The Perfect Information Organizer for Mac – Part 1

I have recently had the need to keep up with documents, notes, links, webpages, and other seemingly random bits of information on my Mac. Thankfully, I am not the first person to have such a need and so there are plenty of solutions that exist in the Mac universe. The problem is finding the perfect solution for my needs. Probably the three most popular applications in this arena are Evernote, Together (by Reinvented Software) and Yojimbo (by Bare Bones Software). However, there are a lot of other solutions with similar features that must also be considered like Journler, SOHO Notes, ShoveBox, and Sidenote. With all of these options the search for the perfect information organizer for Mac is sure to be a journey.

Read the whole story after the break.

My needs

Let me start off by going over my needs. These will be the things that my perfect application must do well.

Quick notes. I use my computer a lot. I also get a lot of phone calls. In a perfect world each phone call would happen at the exact moment I am working on the project that the caller wants to talk about. It’s too bad I don’t live in such a world.

My current method for this type of quick note-taking is to open up a TextEdit window with Quicksilver and then save it on my desktop until I get the chance to process the information. The primary downside of this method is desktop clutter. I can easily fill 2/3 of my desktop with these arbitrarily named TextEdit icons. The more icons that live on my desktop, the less likely I will ever find the one I need when I need it.

I need a quick, easy way to hit a keyboard shortcut and enter a text note that gets automatically stored in my information organizer.

Not-so-quick notes. When I am figuring out the scope of a project I often need to take some serious notes. Right now I keep these notes organized in Scrivener because I love its “cork-board” view. However, dock real-estate is precious and I would always rather use fewer apps on a daily basis.

I need a way to organize text notes — generally lists — by project.

(Stored items)
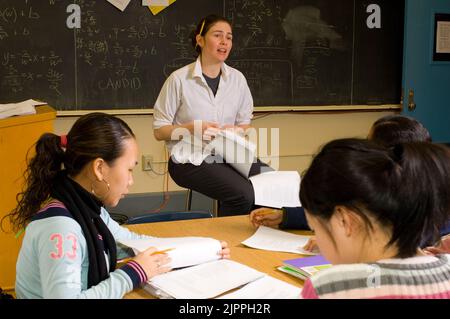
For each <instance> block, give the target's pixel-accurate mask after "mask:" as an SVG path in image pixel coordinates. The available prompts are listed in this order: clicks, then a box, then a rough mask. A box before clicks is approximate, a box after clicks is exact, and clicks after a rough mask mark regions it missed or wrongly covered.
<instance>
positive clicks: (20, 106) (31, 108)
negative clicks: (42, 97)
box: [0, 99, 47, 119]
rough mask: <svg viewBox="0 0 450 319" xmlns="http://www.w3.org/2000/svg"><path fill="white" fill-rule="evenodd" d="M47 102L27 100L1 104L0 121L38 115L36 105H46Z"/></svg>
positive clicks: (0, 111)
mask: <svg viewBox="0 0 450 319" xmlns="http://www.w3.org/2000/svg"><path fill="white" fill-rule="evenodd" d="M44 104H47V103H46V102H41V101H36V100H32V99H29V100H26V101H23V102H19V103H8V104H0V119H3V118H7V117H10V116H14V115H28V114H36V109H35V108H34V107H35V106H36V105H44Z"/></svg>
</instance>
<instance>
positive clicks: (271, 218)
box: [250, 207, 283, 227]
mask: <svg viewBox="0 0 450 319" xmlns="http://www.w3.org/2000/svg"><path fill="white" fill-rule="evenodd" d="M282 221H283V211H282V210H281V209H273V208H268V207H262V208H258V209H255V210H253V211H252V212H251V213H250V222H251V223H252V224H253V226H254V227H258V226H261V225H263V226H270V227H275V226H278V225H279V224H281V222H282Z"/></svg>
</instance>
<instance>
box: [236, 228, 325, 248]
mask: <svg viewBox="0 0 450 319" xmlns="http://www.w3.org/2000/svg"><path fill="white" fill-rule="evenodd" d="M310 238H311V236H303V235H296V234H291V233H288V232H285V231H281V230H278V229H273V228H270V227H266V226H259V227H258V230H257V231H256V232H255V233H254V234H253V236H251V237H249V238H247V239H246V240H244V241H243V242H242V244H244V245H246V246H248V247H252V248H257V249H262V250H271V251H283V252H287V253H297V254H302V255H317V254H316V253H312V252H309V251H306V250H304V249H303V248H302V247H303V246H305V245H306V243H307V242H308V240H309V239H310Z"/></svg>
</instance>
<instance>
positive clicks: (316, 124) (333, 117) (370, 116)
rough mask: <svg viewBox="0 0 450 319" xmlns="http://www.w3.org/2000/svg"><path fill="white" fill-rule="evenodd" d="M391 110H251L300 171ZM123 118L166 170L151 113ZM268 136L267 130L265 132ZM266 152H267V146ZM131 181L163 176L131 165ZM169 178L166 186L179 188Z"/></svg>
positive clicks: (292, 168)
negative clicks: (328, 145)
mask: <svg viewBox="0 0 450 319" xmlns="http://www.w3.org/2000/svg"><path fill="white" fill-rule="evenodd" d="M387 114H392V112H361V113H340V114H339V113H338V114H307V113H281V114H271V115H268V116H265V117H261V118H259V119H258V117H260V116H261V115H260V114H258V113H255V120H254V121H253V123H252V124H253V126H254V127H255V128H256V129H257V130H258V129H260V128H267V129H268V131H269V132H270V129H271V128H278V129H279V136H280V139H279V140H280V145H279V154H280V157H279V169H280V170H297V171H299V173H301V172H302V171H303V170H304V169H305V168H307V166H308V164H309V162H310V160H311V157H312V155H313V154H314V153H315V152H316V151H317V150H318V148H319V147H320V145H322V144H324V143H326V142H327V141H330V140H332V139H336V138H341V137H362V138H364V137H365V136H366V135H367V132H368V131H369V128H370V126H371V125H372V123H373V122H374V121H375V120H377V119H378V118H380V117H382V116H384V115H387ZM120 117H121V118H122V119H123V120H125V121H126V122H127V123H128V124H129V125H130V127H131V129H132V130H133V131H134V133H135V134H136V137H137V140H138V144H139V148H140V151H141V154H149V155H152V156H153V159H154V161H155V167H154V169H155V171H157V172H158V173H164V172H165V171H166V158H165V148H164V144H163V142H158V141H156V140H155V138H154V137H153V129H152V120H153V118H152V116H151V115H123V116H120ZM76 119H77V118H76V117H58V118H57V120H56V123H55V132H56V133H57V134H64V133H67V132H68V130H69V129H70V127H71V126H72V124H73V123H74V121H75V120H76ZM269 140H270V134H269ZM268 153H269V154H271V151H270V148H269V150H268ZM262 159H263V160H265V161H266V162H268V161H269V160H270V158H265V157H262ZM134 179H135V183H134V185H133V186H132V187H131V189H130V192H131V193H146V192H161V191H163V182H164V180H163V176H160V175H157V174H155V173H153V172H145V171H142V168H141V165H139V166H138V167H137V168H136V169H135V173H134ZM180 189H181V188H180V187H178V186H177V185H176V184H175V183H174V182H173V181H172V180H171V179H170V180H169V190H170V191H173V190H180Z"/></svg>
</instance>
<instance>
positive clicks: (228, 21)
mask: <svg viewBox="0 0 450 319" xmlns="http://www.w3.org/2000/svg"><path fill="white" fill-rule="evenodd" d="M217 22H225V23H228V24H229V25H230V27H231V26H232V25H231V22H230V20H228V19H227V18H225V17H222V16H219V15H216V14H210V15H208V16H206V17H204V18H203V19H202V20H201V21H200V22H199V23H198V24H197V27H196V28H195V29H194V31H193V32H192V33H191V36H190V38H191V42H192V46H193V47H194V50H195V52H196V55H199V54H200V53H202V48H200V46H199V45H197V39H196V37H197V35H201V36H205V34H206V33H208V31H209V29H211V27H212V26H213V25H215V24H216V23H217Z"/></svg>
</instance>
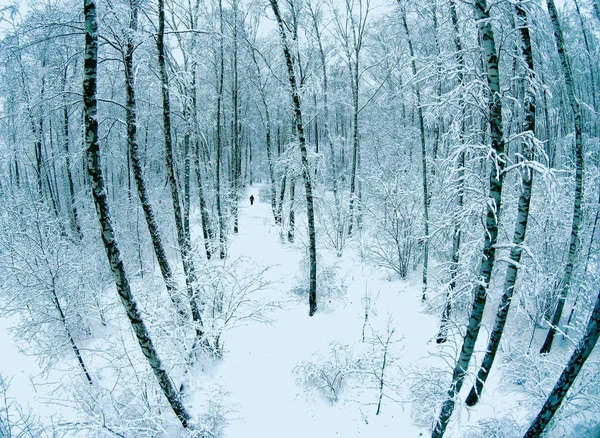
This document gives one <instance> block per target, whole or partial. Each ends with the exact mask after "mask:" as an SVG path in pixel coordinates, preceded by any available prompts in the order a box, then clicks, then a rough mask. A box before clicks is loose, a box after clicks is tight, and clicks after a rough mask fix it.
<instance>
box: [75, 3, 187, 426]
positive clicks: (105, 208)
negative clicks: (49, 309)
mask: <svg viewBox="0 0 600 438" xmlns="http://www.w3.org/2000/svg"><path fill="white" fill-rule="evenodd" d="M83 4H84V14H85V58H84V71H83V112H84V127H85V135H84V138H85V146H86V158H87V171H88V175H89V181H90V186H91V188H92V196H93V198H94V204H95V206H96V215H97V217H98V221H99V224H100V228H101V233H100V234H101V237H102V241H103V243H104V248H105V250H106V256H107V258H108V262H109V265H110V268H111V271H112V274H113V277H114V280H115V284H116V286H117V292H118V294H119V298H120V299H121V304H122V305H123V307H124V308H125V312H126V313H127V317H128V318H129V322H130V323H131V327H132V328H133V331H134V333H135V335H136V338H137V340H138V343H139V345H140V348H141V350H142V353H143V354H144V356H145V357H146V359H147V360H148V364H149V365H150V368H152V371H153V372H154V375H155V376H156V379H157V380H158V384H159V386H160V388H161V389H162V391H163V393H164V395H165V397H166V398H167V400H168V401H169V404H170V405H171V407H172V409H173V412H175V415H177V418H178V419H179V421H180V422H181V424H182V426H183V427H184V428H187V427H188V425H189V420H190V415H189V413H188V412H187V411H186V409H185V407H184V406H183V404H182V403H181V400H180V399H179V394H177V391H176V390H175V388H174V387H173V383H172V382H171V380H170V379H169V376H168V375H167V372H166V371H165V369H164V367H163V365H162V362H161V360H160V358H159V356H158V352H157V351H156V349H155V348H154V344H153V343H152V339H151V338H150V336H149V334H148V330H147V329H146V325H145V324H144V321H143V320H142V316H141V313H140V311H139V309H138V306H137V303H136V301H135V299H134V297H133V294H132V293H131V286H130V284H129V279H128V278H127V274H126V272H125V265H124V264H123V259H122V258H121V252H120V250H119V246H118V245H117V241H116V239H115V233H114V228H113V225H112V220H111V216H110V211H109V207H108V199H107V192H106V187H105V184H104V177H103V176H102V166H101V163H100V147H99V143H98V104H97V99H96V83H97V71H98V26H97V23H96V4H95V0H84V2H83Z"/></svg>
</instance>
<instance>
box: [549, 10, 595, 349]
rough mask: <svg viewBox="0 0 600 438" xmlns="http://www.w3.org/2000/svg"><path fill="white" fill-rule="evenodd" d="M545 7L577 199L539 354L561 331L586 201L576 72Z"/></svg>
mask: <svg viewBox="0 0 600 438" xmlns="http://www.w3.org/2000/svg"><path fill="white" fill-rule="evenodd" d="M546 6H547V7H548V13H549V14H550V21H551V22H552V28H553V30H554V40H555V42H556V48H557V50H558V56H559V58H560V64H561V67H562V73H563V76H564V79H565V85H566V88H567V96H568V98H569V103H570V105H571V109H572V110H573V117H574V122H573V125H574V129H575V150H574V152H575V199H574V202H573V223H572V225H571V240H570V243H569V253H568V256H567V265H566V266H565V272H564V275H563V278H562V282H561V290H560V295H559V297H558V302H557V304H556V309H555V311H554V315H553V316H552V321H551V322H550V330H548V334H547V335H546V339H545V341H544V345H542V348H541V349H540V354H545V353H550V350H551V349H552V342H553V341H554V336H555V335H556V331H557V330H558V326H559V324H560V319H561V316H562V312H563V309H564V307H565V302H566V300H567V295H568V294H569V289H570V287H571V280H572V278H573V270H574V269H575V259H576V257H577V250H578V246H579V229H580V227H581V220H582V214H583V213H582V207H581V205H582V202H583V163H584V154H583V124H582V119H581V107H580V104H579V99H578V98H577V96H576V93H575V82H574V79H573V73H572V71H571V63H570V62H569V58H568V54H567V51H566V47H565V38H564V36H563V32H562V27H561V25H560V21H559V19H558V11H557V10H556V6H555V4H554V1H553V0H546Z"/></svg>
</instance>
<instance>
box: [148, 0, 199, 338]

Required action 1
List the applications named in the opening paragraph of the Mac organizer article.
Required action 2
In the Mac organizer article, what does the writer call the primary downside of the TextEdit note-taking method?
Required action 3
Please copy the passage of the Mac organizer article that begins with the words containing "Let me start" and ends with "when I need it.".

Task output 1
Evernote
Together
Yojimbo
Journler
SOHO Notes
ShoveBox
Sidenote

Task output 2
Desktop clutter.

Task output 3
Let me start off by going over my needs. These will be the things that my perfect application must do well.

Quick notes. I use my computer a lot. I also get a lot of phone calls. In a perfect world each phone call would happen at the exact moment I am working on the project that the caller wants to talk about. It’s too bad I don’t live in such a world.

My current method for this type of quick note-taking is to open up a TextEdit window with Quicksilver and then save it on my desktop until I get the chance to process the information. The primary downside of this method is desktop clutter. I can easily fill 2/3 of my desktop with these arbitrarily named TextEdit icons. The more icons that live on my desktop, the less likely I will ever find the one I need when I need it.